TASK TO CARRY OUT
Starting with the line that contains "Could you point to the hazy" and going on through the last line of the records, write those lines again with "hazy sky" swapped for "misty sky" and everything else left as it is. Leave the pictures out of your answer.

SUPPLIED MATERIAL
***

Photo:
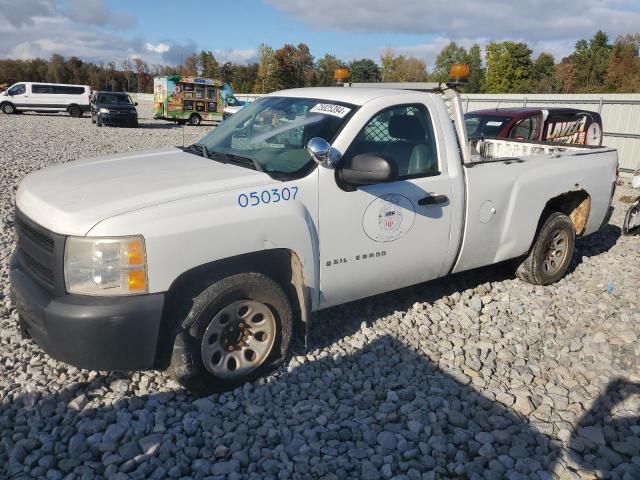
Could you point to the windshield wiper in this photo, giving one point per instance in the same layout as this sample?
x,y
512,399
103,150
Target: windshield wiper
x,y
240,160
202,147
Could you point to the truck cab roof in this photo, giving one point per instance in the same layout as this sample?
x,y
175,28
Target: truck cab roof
x,y
354,96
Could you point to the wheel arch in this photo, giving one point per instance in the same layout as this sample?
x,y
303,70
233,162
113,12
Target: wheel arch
x,y
575,204
280,264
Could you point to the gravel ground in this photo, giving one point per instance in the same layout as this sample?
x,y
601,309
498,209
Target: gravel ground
x,y
474,376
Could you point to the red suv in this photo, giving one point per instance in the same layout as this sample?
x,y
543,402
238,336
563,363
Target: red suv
x,y
565,125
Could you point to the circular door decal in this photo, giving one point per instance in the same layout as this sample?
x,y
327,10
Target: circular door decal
x,y
388,217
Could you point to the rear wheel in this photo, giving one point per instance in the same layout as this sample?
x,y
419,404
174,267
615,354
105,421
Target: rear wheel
x,y
8,108
75,111
241,329
548,260
632,219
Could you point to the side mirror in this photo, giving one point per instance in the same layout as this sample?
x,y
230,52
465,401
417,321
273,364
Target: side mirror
x,y
319,149
368,169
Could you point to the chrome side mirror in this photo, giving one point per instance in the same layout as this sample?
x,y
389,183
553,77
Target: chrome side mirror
x,y
319,149
322,152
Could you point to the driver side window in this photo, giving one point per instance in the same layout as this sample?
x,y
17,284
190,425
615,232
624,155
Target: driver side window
x,y
18,89
405,134
526,129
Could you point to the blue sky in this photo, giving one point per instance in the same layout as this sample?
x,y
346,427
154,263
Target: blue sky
x,y
160,31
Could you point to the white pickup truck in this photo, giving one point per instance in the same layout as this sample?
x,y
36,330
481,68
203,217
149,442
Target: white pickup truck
x,y
202,259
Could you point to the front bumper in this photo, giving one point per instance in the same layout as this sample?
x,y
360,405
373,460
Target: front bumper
x,y
112,119
95,333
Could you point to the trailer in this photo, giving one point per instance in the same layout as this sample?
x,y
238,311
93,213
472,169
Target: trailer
x,y
188,99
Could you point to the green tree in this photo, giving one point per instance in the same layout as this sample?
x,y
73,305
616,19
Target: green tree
x,y
508,67
285,68
590,61
244,77
325,69
364,70
542,73
209,66
450,54
623,71
265,81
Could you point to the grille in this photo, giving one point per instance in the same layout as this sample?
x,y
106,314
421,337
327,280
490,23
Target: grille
x,y
38,269
40,253
37,237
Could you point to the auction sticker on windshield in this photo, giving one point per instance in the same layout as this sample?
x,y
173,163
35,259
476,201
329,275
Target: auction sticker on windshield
x,y
330,109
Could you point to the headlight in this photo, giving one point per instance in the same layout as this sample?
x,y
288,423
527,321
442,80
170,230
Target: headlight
x,y
105,266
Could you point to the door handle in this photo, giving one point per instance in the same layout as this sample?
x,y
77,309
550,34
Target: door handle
x,y
433,200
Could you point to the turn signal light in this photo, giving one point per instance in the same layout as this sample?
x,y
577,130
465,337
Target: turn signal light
x,y
137,280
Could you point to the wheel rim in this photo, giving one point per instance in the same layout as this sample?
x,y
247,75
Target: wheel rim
x,y
238,339
556,251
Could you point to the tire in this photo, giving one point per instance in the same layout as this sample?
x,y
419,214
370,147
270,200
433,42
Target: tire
x,y
631,223
217,323
75,111
549,258
8,108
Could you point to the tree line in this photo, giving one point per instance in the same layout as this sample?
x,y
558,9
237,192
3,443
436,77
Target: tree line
x,y
595,66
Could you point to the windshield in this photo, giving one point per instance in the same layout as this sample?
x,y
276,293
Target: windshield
x,y
114,99
485,125
274,132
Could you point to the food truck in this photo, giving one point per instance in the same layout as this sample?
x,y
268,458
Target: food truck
x,y
188,99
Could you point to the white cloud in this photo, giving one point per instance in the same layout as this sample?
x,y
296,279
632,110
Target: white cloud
x,y
158,48
95,12
236,56
541,20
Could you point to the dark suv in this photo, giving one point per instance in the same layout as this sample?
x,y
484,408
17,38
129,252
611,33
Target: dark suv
x,y
111,108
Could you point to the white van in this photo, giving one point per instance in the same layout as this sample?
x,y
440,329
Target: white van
x,y
46,97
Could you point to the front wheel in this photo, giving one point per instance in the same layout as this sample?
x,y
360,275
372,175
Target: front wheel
x,y
240,328
8,108
548,260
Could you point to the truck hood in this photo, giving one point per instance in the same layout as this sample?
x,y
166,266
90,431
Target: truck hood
x,y
71,198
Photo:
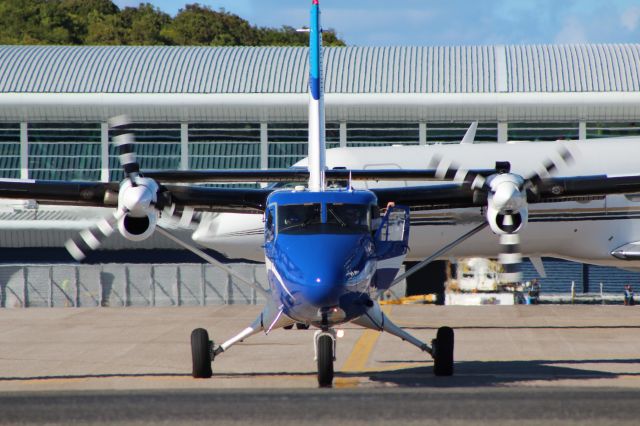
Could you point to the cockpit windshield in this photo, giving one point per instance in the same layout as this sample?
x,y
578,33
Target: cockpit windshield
x,y
340,219
348,218
299,218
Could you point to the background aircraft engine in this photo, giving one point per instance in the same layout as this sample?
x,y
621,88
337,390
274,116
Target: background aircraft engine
x,y
137,228
137,204
507,209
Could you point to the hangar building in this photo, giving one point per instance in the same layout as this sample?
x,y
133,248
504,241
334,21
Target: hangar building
x,y
246,107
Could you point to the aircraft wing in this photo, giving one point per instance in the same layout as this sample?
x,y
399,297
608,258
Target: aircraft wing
x,y
251,200
294,174
453,195
100,194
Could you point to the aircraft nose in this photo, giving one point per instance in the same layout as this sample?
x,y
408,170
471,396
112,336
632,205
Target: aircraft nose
x,y
325,284
322,267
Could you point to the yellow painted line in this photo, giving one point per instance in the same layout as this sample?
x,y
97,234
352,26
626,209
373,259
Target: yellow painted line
x,y
361,351
359,356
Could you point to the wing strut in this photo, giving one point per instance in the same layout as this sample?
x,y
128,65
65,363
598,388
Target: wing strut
x,y
439,253
257,287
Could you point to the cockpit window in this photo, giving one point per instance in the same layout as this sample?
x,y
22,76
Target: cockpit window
x,y
348,218
340,219
299,218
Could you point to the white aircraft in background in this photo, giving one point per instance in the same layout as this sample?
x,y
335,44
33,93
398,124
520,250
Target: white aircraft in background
x,y
581,227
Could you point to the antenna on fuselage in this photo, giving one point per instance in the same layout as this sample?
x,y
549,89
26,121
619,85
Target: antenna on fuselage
x,y
317,154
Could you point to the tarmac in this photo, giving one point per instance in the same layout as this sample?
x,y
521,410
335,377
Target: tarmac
x,y
536,357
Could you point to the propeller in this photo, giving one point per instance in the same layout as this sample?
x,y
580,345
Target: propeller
x,y
507,209
140,200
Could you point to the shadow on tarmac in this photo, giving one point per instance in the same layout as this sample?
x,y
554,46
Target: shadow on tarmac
x,y
499,373
467,373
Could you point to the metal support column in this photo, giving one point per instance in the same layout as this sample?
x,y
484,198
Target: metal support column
x,y
422,133
264,146
503,132
24,151
184,146
104,152
582,130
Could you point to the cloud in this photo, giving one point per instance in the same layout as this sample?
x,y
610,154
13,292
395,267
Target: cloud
x,y
573,31
630,18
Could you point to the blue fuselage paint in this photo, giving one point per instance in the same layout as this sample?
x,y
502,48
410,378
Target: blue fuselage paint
x,y
320,272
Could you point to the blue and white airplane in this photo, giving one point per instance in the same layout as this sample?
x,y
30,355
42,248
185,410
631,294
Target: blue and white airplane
x,y
329,249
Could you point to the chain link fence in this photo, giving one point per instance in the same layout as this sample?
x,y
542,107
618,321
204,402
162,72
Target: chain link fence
x,y
118,285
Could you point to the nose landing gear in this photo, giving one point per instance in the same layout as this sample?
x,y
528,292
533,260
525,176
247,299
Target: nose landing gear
x,y
325,348
201,348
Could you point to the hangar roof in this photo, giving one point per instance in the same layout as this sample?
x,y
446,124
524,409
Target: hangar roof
x,y
244,70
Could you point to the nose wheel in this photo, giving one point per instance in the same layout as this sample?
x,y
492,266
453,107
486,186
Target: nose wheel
x,y
325,345
201,349
442,352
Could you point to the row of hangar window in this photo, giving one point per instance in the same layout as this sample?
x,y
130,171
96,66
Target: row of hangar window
x,y
73,151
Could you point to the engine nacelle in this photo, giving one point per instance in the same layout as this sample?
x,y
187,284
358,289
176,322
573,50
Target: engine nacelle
x,y
138,204
137,228
507,208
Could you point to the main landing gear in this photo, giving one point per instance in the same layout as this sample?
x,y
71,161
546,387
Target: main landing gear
x,y
441,349
203,351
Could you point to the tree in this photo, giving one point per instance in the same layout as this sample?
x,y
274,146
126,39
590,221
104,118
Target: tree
x,y
200,25
143,25
80,22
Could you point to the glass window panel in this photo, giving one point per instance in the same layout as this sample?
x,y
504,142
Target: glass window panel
x,y
611,130
157,147
542,131
288,142
10,150
224,146
64,151
382,134
454,132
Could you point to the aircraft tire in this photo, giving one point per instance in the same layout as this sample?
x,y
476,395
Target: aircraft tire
x,y
325,361
201,354
443,352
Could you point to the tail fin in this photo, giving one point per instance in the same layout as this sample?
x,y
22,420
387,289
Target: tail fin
x,y
317,160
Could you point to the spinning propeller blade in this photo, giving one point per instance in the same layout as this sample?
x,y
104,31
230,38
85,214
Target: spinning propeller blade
x,y
92,238
506,200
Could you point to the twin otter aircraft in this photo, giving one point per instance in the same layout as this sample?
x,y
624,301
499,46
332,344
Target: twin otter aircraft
x,y
329,249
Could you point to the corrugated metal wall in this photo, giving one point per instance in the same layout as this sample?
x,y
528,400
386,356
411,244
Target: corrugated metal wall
x,y
405,69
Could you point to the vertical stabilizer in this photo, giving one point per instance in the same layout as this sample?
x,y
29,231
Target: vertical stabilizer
x,y
317,160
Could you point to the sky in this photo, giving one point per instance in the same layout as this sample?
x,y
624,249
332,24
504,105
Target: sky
x,y
445,22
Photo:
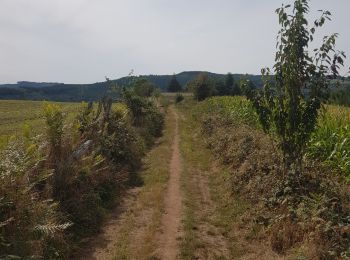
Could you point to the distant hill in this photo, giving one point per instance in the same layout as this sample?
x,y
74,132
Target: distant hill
x,y
79,92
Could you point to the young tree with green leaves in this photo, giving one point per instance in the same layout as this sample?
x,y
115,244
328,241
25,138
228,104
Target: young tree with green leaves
x,y
174,85
288,105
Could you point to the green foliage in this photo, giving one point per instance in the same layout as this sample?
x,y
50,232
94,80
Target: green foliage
x,y
144,115
288,107
143,87
174,85
179,97
232,109
330,142
54,126
30,223
203,87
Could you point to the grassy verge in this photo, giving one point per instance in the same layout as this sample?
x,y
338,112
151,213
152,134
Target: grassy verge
x,y
217,218
149,202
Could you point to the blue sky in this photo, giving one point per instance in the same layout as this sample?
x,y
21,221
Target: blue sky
x,y
82,41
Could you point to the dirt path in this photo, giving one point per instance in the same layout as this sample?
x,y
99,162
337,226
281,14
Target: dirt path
x,y
171,221
147,223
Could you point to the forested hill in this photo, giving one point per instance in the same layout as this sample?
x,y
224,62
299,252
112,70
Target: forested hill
x,y
78,92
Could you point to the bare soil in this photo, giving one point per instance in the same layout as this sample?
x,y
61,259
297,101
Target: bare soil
x,y
171,221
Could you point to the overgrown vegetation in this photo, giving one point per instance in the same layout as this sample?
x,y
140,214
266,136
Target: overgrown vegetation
x,y
315,213
288,107
56,188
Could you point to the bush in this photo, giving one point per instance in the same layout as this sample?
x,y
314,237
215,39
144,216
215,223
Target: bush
x,y
30,223
179,97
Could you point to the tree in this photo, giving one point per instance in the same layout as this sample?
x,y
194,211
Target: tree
x,y
174,85
202,86
143,87
289,104
246,86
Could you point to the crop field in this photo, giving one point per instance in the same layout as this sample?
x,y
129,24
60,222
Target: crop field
x,y
330,143
15,113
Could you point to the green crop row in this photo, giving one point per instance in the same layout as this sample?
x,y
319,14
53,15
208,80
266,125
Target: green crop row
x,y
330,143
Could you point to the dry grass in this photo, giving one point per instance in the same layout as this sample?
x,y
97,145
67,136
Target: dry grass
x,y
137,237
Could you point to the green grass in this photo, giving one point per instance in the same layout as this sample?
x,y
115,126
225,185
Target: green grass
x,y
330,142
198,161
15,113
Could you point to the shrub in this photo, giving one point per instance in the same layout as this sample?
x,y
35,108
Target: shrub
x,y
288,107
30,223
54,127
179,97
203,87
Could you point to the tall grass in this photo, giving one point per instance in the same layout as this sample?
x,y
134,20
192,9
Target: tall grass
x,y
56,188
330,143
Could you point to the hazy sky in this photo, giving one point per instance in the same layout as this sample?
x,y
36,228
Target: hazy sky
x,y
82,41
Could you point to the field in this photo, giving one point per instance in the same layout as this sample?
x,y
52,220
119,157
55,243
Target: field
x,y
15,113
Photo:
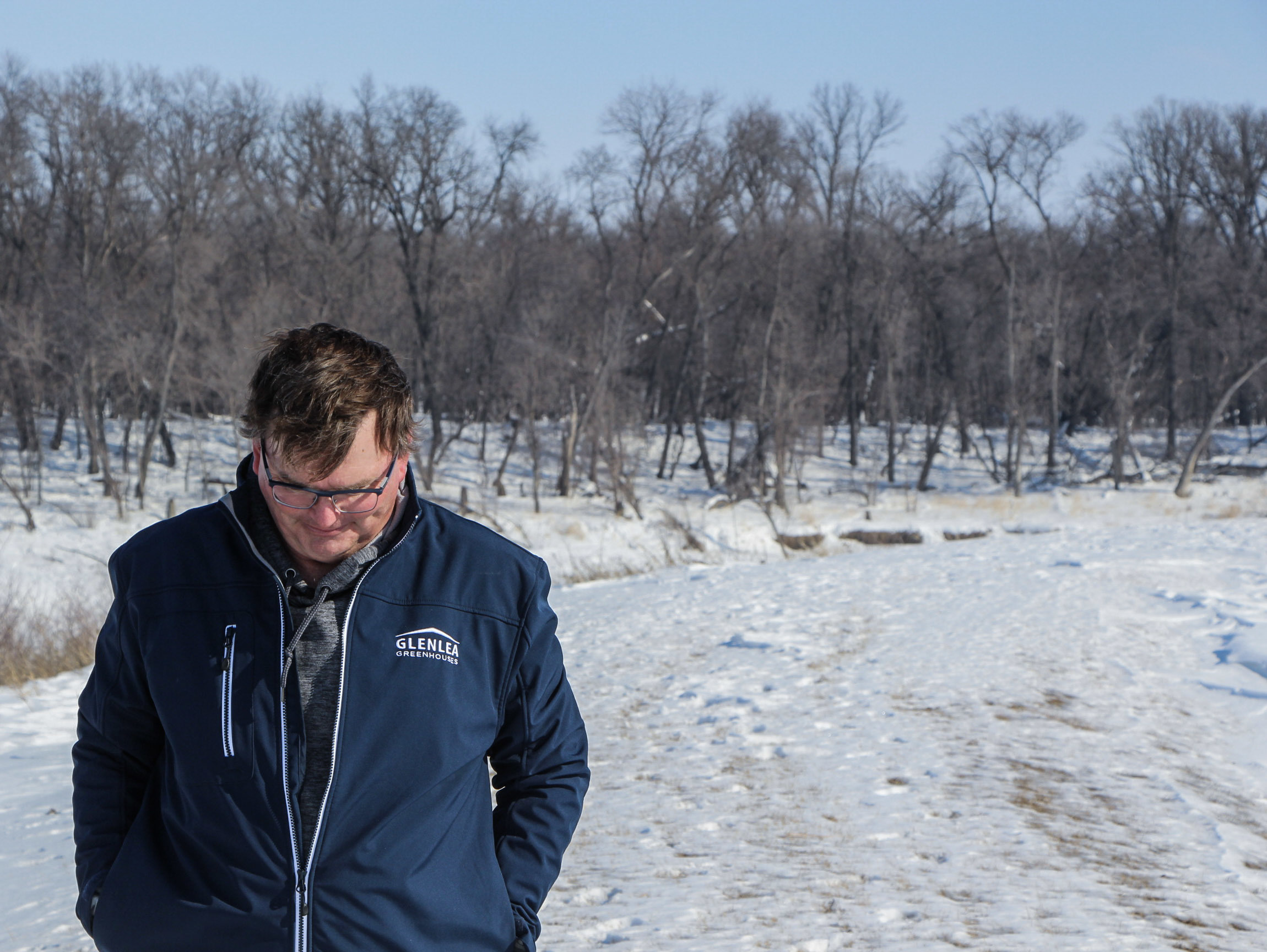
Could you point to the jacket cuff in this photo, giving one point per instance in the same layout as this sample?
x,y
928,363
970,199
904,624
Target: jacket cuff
x,y
524,941
84,907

***

RESPONSE BELOW
Could you point to the misty sky in this photo, giving one point per instance in the same layout as this sample?
x,y
36,228
Target: misty sky
x,y
82,41
Could you point to the field in this photo, giving one point per instance in the same layout as this sample?
x,y
52,220
119,157
55,243
Target: field
x,y
15,113
Photo:
Could you point to the jacket cuff in this photo, giving one point per instance in the same layout as this sample?
x,y
928,363
970,199
904,624
Target: jacket cuff
x,y
524,941
84,907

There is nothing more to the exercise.